Arrange everything below from the line containing "Segment out the orange" down to the line containing "xmin=0 ymin=0 xmax=600 ymax=153" as a Markdown table with the columns Index and Line. Put a running number in Index and one line per table row, and leave out any blank lines.

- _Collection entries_

## Begin

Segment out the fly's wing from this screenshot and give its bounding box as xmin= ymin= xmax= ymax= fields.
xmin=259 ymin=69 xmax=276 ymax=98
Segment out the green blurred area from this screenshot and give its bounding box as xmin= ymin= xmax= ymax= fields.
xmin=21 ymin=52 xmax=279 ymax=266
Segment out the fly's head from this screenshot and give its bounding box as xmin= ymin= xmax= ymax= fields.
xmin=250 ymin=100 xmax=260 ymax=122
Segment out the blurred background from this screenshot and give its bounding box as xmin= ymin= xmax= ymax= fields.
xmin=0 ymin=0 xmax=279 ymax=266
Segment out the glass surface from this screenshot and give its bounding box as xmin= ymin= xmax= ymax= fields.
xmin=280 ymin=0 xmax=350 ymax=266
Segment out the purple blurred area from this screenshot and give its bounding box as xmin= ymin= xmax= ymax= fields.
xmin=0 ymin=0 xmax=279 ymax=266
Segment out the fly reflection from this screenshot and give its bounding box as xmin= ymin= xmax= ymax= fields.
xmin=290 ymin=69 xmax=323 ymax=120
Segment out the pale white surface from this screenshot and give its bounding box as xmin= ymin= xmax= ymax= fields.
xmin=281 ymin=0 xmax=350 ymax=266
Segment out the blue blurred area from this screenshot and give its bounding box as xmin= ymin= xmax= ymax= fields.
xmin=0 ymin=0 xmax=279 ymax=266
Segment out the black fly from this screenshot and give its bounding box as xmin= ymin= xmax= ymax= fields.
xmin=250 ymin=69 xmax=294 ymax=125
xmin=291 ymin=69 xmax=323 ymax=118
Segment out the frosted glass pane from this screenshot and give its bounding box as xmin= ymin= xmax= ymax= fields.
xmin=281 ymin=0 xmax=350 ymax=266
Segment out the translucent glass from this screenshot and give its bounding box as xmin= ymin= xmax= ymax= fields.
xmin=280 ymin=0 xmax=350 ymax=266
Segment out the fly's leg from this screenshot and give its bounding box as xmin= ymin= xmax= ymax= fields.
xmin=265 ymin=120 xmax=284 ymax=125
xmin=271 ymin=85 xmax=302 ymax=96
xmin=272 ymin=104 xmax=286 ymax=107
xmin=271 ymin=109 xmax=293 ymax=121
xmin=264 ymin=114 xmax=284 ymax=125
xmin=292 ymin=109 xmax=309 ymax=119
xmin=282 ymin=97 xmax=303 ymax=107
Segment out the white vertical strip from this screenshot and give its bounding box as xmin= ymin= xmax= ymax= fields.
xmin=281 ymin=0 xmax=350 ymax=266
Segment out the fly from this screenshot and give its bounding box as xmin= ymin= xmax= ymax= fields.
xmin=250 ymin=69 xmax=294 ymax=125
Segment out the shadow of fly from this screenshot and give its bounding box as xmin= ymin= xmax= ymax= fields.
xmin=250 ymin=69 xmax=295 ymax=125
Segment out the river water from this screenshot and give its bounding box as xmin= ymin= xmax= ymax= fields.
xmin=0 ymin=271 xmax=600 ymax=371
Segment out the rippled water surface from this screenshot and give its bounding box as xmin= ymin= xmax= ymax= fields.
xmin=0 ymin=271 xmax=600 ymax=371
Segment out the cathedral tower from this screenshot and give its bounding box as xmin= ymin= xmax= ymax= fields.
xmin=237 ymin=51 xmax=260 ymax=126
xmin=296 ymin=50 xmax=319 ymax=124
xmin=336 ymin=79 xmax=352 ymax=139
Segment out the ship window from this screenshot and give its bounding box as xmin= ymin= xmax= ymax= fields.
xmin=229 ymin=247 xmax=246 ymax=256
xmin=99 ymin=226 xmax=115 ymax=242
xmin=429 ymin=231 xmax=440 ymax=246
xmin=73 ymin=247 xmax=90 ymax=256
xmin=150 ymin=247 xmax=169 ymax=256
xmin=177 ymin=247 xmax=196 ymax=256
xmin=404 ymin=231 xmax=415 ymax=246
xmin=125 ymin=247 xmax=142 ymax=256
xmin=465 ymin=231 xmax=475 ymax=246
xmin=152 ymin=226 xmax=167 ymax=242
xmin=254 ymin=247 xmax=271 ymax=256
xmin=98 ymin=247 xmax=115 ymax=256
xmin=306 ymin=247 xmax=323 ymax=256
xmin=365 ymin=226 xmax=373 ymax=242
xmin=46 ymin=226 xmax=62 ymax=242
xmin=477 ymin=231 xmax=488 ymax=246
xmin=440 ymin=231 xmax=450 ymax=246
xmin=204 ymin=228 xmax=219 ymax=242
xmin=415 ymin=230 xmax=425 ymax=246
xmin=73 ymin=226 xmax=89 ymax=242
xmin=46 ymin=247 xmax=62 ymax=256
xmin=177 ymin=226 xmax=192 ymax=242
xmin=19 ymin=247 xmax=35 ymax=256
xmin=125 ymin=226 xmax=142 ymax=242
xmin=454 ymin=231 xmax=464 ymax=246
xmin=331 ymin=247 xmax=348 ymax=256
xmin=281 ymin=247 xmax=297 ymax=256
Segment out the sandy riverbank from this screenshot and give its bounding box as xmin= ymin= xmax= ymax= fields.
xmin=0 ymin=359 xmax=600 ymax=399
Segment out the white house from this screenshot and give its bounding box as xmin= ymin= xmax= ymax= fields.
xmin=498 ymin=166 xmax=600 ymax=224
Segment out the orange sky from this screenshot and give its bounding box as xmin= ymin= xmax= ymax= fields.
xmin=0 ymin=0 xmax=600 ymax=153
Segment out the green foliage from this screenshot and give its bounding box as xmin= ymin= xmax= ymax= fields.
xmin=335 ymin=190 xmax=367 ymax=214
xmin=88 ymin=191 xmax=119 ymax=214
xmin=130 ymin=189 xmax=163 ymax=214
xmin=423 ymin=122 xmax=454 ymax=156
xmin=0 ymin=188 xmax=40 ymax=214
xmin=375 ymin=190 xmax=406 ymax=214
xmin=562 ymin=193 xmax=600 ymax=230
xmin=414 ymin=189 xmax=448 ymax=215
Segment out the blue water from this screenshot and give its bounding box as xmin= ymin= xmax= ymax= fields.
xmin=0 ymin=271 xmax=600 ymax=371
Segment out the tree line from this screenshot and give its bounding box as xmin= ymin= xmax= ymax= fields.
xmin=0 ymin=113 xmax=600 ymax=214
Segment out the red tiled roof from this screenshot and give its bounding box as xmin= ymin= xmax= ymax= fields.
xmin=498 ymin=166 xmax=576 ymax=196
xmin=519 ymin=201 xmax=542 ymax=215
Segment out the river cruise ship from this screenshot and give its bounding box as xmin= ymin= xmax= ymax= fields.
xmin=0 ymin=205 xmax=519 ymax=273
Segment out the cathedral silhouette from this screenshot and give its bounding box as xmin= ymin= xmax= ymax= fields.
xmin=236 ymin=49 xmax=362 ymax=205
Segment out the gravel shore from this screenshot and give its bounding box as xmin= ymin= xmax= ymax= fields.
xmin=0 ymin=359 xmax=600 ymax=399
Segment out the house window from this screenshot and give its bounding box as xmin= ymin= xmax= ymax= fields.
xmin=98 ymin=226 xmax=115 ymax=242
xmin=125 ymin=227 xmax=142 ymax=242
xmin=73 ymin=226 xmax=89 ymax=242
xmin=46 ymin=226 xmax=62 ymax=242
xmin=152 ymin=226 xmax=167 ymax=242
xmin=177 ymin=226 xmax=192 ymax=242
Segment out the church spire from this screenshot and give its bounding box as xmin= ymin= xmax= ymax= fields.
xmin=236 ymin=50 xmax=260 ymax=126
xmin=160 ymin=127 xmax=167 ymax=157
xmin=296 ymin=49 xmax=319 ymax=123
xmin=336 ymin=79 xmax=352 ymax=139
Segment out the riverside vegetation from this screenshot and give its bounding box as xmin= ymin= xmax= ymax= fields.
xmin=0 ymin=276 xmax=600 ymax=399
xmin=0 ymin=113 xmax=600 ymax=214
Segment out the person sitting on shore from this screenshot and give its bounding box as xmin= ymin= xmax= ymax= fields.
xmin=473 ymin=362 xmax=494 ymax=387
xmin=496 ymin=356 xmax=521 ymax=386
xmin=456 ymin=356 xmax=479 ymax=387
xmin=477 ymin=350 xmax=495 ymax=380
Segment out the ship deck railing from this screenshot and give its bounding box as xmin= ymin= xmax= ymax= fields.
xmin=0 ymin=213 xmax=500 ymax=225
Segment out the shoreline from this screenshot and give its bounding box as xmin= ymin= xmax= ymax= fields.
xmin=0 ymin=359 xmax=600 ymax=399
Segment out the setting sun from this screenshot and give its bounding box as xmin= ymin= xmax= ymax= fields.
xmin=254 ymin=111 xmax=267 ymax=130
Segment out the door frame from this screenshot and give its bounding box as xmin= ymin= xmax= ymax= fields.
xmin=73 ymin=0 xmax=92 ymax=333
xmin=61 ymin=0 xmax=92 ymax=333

## End

- _OUTPUT BELOW_
| Index | Line |
|---|---|
| 1 | Segment out the orange sky from this screenshot and give its bounding box as xmin= ymin= xmax= ymax= fields. |
| 2 | xmin=0 ymin=0 xmax=600 ymax=153 |